Data shown:
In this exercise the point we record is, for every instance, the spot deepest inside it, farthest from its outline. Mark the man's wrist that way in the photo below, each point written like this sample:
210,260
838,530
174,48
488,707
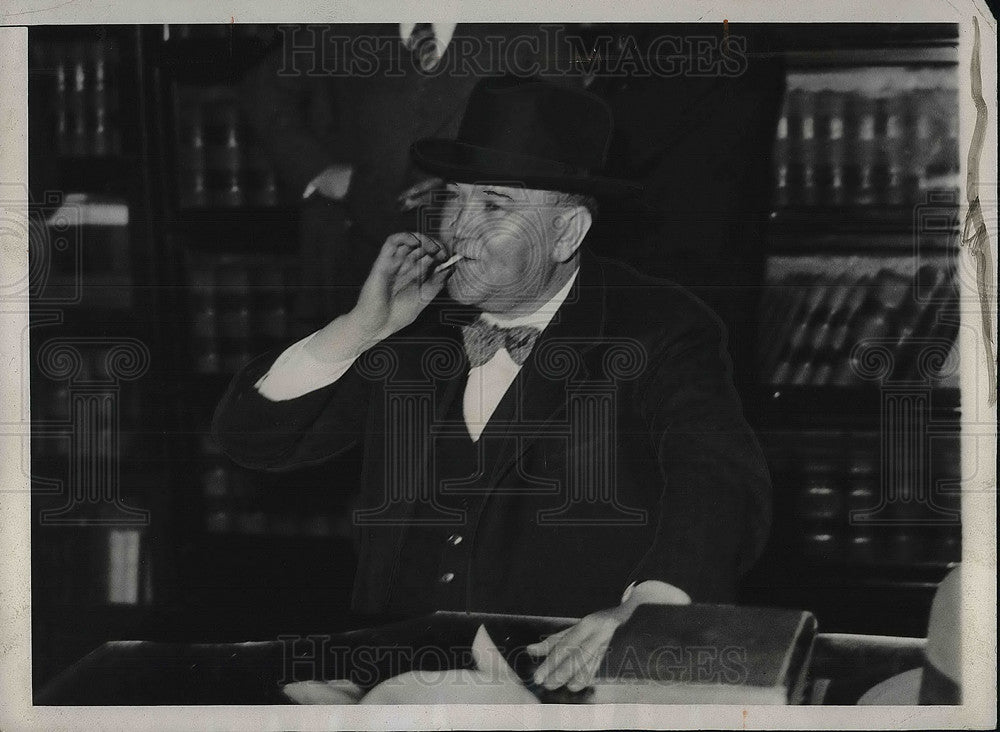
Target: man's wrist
344,338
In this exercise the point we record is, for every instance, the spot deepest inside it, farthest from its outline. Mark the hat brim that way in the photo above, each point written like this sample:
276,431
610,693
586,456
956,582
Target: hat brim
465,163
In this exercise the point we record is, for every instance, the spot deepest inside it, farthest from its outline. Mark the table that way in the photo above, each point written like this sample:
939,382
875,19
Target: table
154,673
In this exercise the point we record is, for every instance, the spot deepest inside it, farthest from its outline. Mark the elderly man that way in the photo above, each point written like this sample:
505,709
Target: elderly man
558,436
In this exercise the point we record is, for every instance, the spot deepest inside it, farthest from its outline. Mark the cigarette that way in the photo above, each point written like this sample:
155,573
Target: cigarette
451,261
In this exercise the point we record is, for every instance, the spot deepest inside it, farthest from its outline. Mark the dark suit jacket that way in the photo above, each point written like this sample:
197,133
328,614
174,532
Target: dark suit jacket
627,458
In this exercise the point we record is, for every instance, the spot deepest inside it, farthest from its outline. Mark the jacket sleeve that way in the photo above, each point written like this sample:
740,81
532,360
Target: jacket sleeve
292,111
715,497
282,435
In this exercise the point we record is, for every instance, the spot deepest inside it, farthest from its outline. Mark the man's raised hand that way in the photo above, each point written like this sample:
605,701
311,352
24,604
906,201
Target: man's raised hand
402,282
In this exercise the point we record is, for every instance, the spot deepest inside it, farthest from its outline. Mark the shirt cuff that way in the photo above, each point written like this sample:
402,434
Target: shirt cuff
297,372
656,591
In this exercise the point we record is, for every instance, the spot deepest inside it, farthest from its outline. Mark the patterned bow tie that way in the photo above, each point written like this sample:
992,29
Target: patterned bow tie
483,340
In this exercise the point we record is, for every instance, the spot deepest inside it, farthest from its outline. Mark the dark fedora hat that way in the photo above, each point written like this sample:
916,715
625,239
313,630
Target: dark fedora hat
524,131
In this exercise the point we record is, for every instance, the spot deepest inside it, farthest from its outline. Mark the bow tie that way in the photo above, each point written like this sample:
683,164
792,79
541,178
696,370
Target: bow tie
483,340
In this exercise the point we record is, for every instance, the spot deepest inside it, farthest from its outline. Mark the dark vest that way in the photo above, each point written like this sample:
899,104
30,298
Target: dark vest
435,563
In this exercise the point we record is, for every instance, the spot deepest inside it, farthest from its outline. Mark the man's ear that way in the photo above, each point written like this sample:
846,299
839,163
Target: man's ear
573,224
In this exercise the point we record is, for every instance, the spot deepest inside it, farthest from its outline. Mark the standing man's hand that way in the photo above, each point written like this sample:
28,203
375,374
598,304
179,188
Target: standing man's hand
332,183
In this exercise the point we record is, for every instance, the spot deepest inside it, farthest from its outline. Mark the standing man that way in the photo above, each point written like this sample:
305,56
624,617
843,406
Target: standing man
337,108
559,436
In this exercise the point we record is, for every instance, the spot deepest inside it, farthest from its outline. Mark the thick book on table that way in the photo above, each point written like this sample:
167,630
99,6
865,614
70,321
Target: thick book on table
707,654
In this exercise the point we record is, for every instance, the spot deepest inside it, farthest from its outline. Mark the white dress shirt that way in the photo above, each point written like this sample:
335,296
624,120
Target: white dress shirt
297,372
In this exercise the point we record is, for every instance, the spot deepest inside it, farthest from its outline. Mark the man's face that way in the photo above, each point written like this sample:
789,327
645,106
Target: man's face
509,236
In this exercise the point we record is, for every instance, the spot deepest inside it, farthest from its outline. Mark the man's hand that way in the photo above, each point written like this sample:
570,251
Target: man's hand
401,284
331,183
573,655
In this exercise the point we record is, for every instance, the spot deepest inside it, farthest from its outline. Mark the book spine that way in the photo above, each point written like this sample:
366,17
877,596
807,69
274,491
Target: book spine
192,188
864,149
205,331
79,142
63,68
830,134
782,196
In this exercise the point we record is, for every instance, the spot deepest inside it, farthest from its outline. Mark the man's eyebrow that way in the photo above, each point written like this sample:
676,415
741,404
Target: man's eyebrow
491,192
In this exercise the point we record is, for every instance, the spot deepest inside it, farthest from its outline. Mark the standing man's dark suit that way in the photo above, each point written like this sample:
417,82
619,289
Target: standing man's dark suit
620,454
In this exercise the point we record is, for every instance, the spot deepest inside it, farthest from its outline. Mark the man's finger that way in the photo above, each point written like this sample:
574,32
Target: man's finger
565,660
542,647
593,657
560,650
429,244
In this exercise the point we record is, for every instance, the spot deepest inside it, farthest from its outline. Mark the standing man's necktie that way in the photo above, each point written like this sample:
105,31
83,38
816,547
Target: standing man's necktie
482,340
423,44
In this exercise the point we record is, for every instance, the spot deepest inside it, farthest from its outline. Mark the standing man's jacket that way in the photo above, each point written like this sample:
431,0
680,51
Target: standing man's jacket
622,454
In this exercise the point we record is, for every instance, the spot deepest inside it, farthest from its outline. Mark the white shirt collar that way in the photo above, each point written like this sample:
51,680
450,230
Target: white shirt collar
541,317
442,33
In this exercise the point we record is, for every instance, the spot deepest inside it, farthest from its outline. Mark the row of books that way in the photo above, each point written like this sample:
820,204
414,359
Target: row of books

Problem requirements: What needs duplicating is the run of lines from the one containing "man's jacket that" through the last line of the entries above, exact and complete.

Correct output:
In this exercise the point we record is, for every instance, the spot deepest inside it, farthest from its outline. Mark the standing man's jacket that way in the photo above, each point written like this sample:
431,0
680,51
Target: standing man's jacket
622,454
In this exercise the point we record is, for every instance, the spot deepest inside it, farthest from its outline. Mark the white shirt collar that way in the photo above, each point written like this sample:
51,680
450,230
Target: white shirt collar
541,317
442,33
In this exercise the point we record is, for every instance, the spot deepest inside it, farthest from its outline. Mark the row of books that way in the photo above, each point written like this sample:
820,204
414,359
Target: row of books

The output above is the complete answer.